» **What is being asked**: Collect all lines from the records below that include the word "bare".
┄┄┄┄┄┄┄┄┄┄
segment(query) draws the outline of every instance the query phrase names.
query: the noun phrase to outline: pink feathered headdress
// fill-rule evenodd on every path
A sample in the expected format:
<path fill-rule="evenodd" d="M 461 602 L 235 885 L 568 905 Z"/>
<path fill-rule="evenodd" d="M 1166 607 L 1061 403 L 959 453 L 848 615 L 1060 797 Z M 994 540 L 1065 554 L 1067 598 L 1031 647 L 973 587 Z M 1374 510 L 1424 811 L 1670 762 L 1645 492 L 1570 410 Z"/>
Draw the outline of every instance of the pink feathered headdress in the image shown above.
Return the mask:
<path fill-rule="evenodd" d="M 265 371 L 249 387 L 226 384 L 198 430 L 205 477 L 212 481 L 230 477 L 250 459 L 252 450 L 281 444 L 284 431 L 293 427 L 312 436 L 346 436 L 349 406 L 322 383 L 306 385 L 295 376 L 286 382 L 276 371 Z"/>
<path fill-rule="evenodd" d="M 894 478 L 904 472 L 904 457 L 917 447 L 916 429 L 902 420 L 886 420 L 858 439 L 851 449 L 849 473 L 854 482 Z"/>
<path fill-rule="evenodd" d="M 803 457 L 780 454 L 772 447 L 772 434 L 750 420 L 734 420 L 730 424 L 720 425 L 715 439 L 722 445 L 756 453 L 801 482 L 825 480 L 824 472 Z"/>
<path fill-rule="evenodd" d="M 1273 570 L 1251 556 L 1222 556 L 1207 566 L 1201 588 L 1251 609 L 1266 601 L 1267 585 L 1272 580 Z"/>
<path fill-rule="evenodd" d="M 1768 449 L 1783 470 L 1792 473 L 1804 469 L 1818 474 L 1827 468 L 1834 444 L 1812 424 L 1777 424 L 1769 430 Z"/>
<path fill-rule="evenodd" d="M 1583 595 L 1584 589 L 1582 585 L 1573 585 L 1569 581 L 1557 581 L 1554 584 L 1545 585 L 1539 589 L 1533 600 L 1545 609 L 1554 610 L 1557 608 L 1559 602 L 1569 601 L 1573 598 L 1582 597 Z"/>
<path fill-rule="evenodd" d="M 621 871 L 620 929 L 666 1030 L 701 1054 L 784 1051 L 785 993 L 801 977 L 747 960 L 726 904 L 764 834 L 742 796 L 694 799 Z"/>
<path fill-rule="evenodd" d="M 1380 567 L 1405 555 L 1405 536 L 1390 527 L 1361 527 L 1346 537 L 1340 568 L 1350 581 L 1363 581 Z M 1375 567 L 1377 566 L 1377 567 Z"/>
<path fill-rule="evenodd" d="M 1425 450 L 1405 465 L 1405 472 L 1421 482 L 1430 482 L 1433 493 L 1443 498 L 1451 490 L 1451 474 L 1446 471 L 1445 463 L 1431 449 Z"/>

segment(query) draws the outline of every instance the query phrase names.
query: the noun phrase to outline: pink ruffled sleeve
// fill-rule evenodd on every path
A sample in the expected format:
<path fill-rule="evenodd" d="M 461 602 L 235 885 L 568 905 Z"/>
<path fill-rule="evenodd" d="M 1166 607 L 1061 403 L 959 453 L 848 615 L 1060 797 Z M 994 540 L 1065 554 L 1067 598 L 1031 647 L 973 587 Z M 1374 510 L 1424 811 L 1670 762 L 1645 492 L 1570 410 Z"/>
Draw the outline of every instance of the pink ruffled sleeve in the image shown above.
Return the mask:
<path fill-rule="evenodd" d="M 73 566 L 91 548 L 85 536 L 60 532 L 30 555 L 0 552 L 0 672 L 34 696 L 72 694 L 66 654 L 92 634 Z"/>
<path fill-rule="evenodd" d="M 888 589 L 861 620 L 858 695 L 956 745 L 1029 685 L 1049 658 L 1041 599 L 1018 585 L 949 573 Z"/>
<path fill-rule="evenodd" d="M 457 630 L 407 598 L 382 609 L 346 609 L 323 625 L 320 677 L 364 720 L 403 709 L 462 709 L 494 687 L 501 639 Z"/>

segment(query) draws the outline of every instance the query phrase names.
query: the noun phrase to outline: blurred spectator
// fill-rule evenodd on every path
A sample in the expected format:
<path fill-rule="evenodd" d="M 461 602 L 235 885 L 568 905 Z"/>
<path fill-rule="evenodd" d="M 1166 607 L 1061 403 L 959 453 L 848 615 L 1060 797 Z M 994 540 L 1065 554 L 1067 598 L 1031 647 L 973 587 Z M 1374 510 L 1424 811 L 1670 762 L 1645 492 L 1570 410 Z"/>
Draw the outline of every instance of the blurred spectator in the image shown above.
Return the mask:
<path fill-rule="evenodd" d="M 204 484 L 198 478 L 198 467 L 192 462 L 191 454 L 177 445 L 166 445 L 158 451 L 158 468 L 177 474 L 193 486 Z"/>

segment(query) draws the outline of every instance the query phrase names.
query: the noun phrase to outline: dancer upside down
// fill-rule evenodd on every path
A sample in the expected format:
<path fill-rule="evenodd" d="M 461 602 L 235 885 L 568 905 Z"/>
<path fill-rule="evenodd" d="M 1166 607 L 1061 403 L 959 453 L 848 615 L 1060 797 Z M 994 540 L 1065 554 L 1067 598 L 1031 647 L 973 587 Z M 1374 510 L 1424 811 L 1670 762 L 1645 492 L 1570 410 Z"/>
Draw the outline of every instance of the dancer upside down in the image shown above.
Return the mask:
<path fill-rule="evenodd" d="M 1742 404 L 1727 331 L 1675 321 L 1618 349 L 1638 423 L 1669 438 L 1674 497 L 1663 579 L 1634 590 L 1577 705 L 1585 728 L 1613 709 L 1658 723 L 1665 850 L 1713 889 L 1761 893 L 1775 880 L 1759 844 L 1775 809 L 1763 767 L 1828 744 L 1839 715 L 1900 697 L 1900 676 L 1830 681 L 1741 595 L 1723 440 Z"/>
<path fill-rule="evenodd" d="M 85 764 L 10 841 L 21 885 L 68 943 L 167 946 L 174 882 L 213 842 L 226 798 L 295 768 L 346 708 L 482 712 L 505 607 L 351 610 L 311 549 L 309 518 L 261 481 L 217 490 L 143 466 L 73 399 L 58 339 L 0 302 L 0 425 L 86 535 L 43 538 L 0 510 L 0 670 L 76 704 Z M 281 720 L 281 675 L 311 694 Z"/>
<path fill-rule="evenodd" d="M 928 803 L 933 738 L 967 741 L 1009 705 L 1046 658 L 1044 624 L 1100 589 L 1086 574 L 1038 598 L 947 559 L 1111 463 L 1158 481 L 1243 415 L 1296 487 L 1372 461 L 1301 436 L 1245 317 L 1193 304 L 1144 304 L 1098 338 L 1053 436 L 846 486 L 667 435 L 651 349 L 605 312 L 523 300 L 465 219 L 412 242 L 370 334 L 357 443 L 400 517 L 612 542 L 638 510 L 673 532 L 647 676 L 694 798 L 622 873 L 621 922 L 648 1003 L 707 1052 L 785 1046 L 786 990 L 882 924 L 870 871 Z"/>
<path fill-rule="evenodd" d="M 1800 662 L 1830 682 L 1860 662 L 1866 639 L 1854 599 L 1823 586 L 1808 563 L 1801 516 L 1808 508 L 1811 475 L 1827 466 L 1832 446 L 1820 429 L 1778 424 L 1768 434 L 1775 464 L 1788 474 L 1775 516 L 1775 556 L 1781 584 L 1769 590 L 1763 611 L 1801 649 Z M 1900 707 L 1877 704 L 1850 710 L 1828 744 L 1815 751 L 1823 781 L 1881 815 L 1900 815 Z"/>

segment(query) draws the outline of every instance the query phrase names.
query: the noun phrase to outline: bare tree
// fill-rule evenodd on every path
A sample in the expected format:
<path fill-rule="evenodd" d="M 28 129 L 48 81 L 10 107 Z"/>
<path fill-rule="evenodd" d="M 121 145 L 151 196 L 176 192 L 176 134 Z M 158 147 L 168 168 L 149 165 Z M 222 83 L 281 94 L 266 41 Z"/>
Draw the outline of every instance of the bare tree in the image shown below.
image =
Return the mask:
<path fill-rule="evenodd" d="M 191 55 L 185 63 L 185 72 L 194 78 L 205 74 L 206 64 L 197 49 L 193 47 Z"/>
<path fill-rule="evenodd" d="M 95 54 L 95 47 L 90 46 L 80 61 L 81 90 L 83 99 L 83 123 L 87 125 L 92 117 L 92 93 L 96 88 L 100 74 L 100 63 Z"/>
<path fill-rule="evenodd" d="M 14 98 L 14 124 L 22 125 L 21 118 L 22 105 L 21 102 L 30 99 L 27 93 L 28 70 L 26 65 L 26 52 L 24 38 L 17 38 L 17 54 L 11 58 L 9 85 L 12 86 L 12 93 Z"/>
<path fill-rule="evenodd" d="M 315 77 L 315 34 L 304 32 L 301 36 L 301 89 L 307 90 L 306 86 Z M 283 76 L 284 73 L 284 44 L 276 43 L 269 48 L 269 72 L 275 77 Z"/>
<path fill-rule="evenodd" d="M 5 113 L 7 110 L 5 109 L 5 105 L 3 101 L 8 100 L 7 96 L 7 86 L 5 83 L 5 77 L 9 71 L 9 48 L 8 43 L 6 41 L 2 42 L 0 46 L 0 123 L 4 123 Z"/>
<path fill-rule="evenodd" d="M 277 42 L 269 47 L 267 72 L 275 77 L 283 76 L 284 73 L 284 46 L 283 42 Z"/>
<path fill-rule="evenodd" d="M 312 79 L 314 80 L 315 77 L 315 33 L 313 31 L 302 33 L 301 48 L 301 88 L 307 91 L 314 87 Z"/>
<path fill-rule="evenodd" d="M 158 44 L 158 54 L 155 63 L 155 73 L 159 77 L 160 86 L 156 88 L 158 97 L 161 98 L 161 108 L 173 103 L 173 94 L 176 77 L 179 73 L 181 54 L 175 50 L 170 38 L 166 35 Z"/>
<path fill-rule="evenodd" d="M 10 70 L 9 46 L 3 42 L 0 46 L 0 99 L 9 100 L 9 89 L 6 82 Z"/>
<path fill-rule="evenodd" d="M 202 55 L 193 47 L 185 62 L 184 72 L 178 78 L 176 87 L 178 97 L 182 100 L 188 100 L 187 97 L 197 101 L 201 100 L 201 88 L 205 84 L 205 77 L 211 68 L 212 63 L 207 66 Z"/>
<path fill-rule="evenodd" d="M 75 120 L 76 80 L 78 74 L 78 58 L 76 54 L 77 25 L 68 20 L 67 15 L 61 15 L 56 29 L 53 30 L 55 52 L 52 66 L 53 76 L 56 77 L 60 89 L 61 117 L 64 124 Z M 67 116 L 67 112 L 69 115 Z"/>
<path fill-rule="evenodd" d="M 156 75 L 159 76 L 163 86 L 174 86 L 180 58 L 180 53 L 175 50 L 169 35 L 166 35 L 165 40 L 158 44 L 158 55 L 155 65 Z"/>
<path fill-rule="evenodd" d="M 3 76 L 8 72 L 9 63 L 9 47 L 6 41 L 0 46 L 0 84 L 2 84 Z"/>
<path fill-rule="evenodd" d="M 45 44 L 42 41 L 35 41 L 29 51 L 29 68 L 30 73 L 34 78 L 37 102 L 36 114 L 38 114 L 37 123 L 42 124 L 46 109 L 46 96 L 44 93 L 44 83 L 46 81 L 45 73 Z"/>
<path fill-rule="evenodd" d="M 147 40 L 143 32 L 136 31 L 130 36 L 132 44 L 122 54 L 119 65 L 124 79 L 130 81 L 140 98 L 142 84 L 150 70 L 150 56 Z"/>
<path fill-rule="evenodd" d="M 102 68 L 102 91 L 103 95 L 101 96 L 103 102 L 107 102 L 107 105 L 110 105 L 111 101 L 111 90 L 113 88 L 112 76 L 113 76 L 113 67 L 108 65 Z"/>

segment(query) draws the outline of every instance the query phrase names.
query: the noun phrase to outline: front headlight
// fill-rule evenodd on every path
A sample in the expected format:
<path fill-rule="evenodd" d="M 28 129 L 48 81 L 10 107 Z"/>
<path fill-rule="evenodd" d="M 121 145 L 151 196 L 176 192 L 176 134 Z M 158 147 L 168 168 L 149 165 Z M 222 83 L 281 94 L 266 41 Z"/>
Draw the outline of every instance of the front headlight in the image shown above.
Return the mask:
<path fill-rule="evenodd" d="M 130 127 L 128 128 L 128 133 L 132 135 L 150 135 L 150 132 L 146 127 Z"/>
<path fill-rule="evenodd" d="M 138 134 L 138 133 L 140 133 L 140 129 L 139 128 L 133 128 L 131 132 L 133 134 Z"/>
┄┄┄┄┄┄┄┄┄┄
» **Solution**:
query: the noun phrase to outline: bare tree
Draw the outline of every instance of the bare tree in the image shown below.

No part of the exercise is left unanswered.